Texte de lecture:
C’est bien pour cela que, plus tard, lorsque les républicains furent bien installés dans les institutions de la IIIe République, lorsqu’ils en eurent évincé les monarchistes (ce qui se fit progressivement au fil des élections successives, qui marquent à la Chambre des députés puis au Sénat la victoire des républicains contre les monarchistes), ils tentèrent de transformer l’institution sénatoriale. Pour les plus radicaux d’entre eux (on les classerait aujourd’hui à l’extrême gauche), le Sénat était un obstacle à l’expression de la souveraineté nationale, dont ils considéraient que la Chambre des députés, élue au suffrage universel direct, avait le monopole de l’expression. Ces républicains radicaux essayèrent, en vain, de supprimer le Sénat. En définitive, l’institution fut simplement « démocratisée » dans son recrutement, par la révision constitutionnelle d’août 1884. La loi constitutionnelle (de révision) du 14 août 1884 supprima en effet les sénateurs inamovibles, et modifia le mode de scrutin pour l’élection des sénateurs, de sorte que les grandes villes (traditionnellement moins conservatrices que les petites communes) pèsent davantage dans l’élection.


La Constitution de 1875 instaurait un régime parlementaire. Ce régime est caractérisé par la responsabilité politique du Gouvernement devant le Garlement, et implique (en général) la dualité organique de l’exécutif. La fonction exécutive fut ainsi attribuée à deux organes : un chef de l’État, autorité individuelle (le président de la République) ; un gouvernement, autorité collégiale (le « Conseil des ministres »). Quel était leur statut ?

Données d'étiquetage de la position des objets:
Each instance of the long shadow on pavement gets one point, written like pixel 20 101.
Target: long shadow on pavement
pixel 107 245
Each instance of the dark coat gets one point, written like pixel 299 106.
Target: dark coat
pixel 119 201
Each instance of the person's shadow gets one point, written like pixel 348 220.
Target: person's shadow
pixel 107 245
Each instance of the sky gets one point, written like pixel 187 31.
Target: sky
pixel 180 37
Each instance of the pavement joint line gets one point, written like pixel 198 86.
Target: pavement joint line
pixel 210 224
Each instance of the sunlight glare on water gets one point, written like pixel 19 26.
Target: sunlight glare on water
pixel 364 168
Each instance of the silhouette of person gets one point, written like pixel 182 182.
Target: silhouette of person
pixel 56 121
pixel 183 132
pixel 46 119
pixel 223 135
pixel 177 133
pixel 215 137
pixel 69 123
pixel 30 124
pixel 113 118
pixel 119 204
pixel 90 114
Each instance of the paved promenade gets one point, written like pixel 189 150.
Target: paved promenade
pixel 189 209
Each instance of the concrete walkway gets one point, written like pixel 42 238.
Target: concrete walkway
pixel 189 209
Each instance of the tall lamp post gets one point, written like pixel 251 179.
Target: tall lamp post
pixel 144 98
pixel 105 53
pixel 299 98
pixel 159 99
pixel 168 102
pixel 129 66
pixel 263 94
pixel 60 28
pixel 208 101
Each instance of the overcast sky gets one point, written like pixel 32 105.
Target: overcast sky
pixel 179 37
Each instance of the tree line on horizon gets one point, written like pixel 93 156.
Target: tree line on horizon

...

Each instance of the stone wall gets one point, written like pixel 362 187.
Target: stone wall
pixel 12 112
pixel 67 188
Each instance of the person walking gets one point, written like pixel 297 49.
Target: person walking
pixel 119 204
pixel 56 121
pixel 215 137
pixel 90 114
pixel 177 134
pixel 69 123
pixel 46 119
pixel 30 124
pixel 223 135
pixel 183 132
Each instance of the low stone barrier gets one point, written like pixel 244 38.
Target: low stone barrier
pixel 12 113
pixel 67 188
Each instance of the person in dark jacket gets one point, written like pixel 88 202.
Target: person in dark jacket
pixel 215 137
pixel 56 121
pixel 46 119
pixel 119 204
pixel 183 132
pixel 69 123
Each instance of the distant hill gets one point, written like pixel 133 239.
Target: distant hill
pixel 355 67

---

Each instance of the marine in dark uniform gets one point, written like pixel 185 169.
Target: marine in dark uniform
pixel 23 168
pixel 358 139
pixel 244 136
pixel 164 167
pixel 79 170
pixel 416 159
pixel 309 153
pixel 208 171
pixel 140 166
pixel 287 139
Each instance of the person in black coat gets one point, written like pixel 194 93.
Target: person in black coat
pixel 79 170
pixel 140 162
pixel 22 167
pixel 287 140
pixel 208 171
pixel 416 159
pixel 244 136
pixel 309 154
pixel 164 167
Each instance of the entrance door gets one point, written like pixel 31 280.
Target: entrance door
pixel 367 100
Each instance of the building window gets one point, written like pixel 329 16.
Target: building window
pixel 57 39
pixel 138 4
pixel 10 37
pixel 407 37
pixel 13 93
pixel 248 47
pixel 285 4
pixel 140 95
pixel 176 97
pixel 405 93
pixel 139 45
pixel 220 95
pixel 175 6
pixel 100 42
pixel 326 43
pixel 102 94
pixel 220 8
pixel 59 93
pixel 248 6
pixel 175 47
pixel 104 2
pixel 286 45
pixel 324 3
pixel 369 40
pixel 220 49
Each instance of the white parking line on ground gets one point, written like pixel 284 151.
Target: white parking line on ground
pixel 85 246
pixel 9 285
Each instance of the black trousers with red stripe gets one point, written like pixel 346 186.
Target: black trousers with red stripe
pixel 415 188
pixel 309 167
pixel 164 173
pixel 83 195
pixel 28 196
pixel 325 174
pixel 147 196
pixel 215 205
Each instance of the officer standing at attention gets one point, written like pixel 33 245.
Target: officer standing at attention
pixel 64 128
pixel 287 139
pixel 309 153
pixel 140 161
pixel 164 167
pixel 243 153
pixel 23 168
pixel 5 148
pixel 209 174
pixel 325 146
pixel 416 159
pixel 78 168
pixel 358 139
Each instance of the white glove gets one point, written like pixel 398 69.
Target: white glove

Consignes:
1/ Reproduisez à l'identique le passage du texte sur les institutions de la IIIe République, de « La Constitution de » à « leur statut ? ».
2/ D'après le texte sur les institutions de la IIIe République, pourquoi la loi constitutionnelle du 14 août 1884 a-t-elle modifié le mode de scrutin pour l'élection des sénateurs ?
3/ Poursuivez le texte sur les institutions de la IIIe République à partir de sa dernière phrase.

Réponses attendues:
1/
La Constitution de 1875 instaurait un régime parlementaire. Ce régime est caractérisé par la responsabilité politique du Gouvernement devant le Garlement, et implique (en général) la dualité organique de l’exécutif. La fonction exécutive fut ainsi attribuée à deux organes : un chef de l’État, autorité individuelle (le président de la République) ; un gouvernement, autorité collégiale (le « Conseil des ministres »). Quel était leur statut ?

2/ La loi du 14 août 1884 a modifié le mode de scrutin pour que les grandes villes pèsent davantage dans l'élection des sénateurs. Ces villes étaient en effet traditionnellement moins conservatrices que les petites communes. Ce changement s'inscrivait dans la « démocratisation » du recrutement du Sénat voulue par les républicains.

3/
Le président de la République était élu par les députés et les sénateurs réunis en Assemblée nationale (tel est le nom attribué par le constituant de 1875 à la réunion des deux chambres) (article 2 de la loi constitutionnelle du 25 février 1875). En 1875, comme en 1946 et en 1958, l’élection du président de la République au suffrage universel direct fut donc écartée. C'est que le souvenir du 2 décembre (date du coup d’État de Louis-Napoléon Bonaparte, premier chef d’État français élu – en 1848 – au suffrage universel direct), était encore dans tous les esprits. L’élection populaire donnant une forte légitimité à la fonction, monarchistes comme républicains craignaient qu’un président élu de cette façon, fort de sa légitimité électorale et populaire, n’abuse de son pouvoir.

Rq.Notez ici l’importance de la culture constitutionnelle et historique pour comprendre le refus, même républicain, de l’élection du chef de l’État au suffrage universel jusque dans la deuxième moitié du XXe siècle (1962).

Le même article 2 de la loi du 25 février 1875 prévoyait que le président de la République était élu pour 7 ans et qu’il était rééligible. Quant au régime de sa responsabilité, l’article 6 de la loi du 25 février 1875 énonçait le principe de son irresponsabilité pénale et politique, sauf hypothèse de la haute trahison. L’irresponsabilité du chef de l’État est classique en régime parlementaire. Rappelons que ce régime est né de la pratique politique, dans le cadre de la monarchie britannique. L’irresponsabilité du monarque dans la monarchie parlementaire britannique (qu’illustre la formule-fiction « the king can do no wrong », c’est-à-dire « le roi ne peut mal faire ») s’explique par l’impossibilité de le destituer. Cette institution monarchique de l’irresponsabilité du chef de l’État a été transposée dans le cadre républicain par le constituant de 1875 – d’autant plus facilement que, souvenons-nous, son ambition était de transformer, dès que cela était possible, le président en monarque.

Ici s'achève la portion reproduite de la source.